Given problem: Duplicate every line of the data below with no changes at all.

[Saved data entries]
## start

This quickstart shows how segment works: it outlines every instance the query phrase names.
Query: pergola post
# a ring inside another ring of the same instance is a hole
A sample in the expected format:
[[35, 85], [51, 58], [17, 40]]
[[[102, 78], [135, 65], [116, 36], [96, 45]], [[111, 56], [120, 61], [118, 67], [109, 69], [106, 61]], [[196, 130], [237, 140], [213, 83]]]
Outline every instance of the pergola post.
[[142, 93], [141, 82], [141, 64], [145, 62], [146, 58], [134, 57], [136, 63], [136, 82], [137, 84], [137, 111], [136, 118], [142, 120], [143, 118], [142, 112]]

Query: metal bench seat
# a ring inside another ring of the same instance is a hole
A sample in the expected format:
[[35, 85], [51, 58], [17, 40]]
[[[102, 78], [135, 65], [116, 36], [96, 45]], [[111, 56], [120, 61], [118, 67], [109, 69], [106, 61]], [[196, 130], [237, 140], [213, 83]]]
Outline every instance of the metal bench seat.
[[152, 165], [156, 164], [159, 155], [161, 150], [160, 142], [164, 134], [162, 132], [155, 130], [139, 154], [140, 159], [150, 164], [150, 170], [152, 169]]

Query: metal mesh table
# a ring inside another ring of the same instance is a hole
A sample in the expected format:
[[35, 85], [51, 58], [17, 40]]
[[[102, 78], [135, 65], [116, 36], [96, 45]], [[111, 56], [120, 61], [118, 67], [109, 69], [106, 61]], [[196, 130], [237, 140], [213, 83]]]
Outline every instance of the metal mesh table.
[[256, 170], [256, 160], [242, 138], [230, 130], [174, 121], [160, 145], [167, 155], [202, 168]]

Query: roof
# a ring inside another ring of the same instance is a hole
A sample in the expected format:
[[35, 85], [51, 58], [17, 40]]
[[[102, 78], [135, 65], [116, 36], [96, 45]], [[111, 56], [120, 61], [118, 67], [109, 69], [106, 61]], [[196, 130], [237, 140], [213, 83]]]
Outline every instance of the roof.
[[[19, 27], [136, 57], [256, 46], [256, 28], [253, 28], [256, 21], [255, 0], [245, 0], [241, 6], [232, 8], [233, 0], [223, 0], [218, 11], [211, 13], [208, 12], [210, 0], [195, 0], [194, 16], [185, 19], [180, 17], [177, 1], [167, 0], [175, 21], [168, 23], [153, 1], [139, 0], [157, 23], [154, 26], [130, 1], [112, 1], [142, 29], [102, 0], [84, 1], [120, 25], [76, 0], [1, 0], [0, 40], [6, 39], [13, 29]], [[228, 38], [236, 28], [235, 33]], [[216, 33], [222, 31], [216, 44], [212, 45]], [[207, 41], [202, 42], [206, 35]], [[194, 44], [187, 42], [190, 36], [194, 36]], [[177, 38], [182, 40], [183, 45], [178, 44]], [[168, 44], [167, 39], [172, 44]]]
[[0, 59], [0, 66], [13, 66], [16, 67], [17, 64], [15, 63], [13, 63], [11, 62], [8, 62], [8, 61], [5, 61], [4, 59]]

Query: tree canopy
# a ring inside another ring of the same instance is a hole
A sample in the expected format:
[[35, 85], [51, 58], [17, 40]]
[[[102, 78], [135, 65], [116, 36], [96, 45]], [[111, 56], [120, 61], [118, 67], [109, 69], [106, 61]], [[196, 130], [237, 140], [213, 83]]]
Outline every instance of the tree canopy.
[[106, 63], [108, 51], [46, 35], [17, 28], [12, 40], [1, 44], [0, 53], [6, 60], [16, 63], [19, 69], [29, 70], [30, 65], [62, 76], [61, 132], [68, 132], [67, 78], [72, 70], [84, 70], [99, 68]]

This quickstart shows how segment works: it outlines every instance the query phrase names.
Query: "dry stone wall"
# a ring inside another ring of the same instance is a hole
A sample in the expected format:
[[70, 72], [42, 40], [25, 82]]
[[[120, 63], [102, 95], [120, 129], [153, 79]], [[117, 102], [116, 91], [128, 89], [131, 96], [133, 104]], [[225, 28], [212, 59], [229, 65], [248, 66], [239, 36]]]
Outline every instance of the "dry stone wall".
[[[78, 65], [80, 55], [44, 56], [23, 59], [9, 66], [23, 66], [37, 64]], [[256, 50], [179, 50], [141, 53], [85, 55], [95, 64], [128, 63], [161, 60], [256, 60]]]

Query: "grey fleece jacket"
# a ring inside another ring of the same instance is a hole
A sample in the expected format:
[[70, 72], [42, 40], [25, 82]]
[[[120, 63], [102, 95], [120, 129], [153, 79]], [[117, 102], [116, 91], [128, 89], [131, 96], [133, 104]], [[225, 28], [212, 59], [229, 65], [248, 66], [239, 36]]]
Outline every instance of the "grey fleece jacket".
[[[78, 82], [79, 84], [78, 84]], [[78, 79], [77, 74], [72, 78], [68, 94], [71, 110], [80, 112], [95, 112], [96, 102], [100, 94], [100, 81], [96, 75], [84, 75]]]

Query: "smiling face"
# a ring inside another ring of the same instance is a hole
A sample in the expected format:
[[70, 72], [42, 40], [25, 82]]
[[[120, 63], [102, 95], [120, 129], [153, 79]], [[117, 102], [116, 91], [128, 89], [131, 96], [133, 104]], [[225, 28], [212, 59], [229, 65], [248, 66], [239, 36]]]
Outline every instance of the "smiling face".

## end

Written answer:
This quickstart shows how segment works: it outlines every instance the query phrase names.
Query: pergola post
# a ring inside another ring of the same instance is a hole
A sample in the expected format:
[[35, 85], [51, 58], [17, 40]]
[[[102, 78], [135, 65], [116, 36], [96, 45]], [[111, 56], [120, 61], [118, 67], [109, 69], [106, 61]], [[196, 130], [237, 140], [213, 83]]]
Outline every instance of the pergola post.
[[142, 93], [141, 82], [141, 64], [145, 62], [146, 58], [134, 57], [136, 63], [136, 82], [137, 84], [137, 111], [136, 118], [142, 120], [143, 118], [142, 112]]

Query: metal bench seat
# a ring inside another ring of the same instance is a hole
A sample in the expected format:
[[35, 85], [51, 58], [17, 40]]
[[[102, 78], [135, 65], [116, 36], [96, 45]], [[111, 56], [120, 61], [118, 67], [109, 69], [106, 61]], [[196, 130], [237, 140], [213, 83]]]
Outline every instance of the metal bench seat.
[[152, 165], [156, 164], [159, 155], [161, 150], [160, 142], [164, 134], [162, 132], [155, 130], [139, 154], [140, 159], [150, 164], [150, 170], [152, 169]]

Query: metal mesh table
# a ring inside another ring of the same instance is a hole
A sample in the expected format:
[[35, 85], [51, 58], [17, 40]]
[[[102, 78], [135, 65], [116, 36], [96, 45]], [[111, 56], [120, 61], [118, 67], [109, 69], [106, 61]], [[196, 130], [237, 140], [213, 83]]]
Outline every instance of the metal mesh table.
[[256, 170], [256, 160], [242, 138], [230, 130], [174, 121], [160, 145], [167, 155], [202, 168]]

Query: roof
# a ring inside another ring of the same instance is a hole
A sample in the expected format:
[[35, 85], [51, 58], [17, 40]]
[[[102, 78], [135, 65], [116, 36], [96, 45]], [[111, 56], [120, 61], [118, 67], [109, 69], [106, 61]], [[196, 130], [237, 140], [213, 83]]]
Outline every instance of the roof.
[[[19, 27], [136, 57], [256, 46], [256, 28], [253, 28], [256, 21], [255, 0], [245, 0], [241, 6], [232, 8], [233, 0], [223, 0], [218, 11], [211, 13], [208, 12], [210, 0], [195, 0], [194, 16], [185, 19], [180, 17], [177, 1], [167, 0], [175, 21], [168, 23], [153, 1], [139, 0], [157, 23], [154, 26], [130, 1], [112, 1], [142, 29], [102, 0], [84, 1], [120, 25], [76, 0], [1, 0], [0, 40], [6, 39], [13, 29]], [[228, 38], [236, 28], [235, 33]], [[216, 33], [222, 31], [216, 44], [212, 45]], [[207, 41], [202, 42], [206, 35]], [[194, 44], [187, 42], [190, 36], [194, 36]], [[177, 38], [182, 40], [183, 45], [178, 44]], [[168, 44], [167, 39], [172, 44]]]
[[0, 59], [0, 66], [13, 66], [16, 67], [17, 64], [15, 63], [13, 63], [11, 62], [8, 62], [8, 61], [5, 61], [4, 59]]

Query: tree canopy
# a ring inside another ring of the same instance is a hole
A sample in the expected format:
[[35, 85], [51, 58], [17, 40]]
[[[102, 78], [135, 65], [116, 36], [96, 45]], [[111, 56], [120, 61], [118, 67], [109, 69], [106, 61]], [[196, 130], [237, 140], [213, 83]]]
Outline every instance of the tree canopy.
[[106, 63], [108, 51], [46, 35], [17, 28], [12, 40], [1, 44], [0, 53], [6, 60], [16, 63], [19, 69], [29, 70], [30, 65], [62, 76], [61, 132], [68, 132], [67, 78], [72, 70], [84, 70], [99, 68]]

This quickstart shows how segment works: it outlines every instance the query phrase names.
Query: "dry stone wall"
# a ring inside another ring of the same instance is a hole
A sample in the expected format:
[[70, 72], [42, 40], [25, 82]]
[[[120, 63], [102, 95], [120, 129], [153, 79]], [[117, 102], [116, 91], [128, 89], [131, 96], [133, 104]], [[225, 28], [212, 59], [229, 65], [248, 66], [239, 36]]]
Outline every instance of the "dry stone wall".
[[[78, 65], [80, 55], [44, 56], [23, 59], [9, 66], [23, 66], [37, 64]], [[256, 50], [179, 50], [141, 53], [85, 55], [95, 64], [128, 63], [161, 60], [256, 60]]]

Query: "grey fleece jacket"
# a ring inside another ring of the same instance is a hole
A sample in the expected format:
[[70, 72], [42, 40], [25, 82]]
[[[120, 63], [102, 95], [120, 129], [153, 79]], [[117, 102], [116, 91], [128, 89], [131, 96], [133, 104]], [[225, 28], [212, 59], [229, 65], [248, 66], [239, 36]]]
Outline every instance of the "grey fleece jacket".
[[[78, 82], [79, 84], [78, 84]], [[78, 79], [77, 74], [72, 78], [68, 94], [71, 110], [80, 112], [95, 112], [96, 102], [100, 94], [100, 81], [96, 75], [84, 75]]]

Query: "smiling face"
# a ring inside another ring of the same instance is a hole
A sample in the expected format:
[[70, 72], [42, 40], [25, 82]]
[[[120, 63], [102, 95], [120, 129], [153, 79]], [[117, 102], [116, 91], [128, 89], [131, 96], [133, 104]], [[225, 28], [212, 59], [229, 65], [248, 66], [239, 36]]]
Outline every instance of the "smiling face".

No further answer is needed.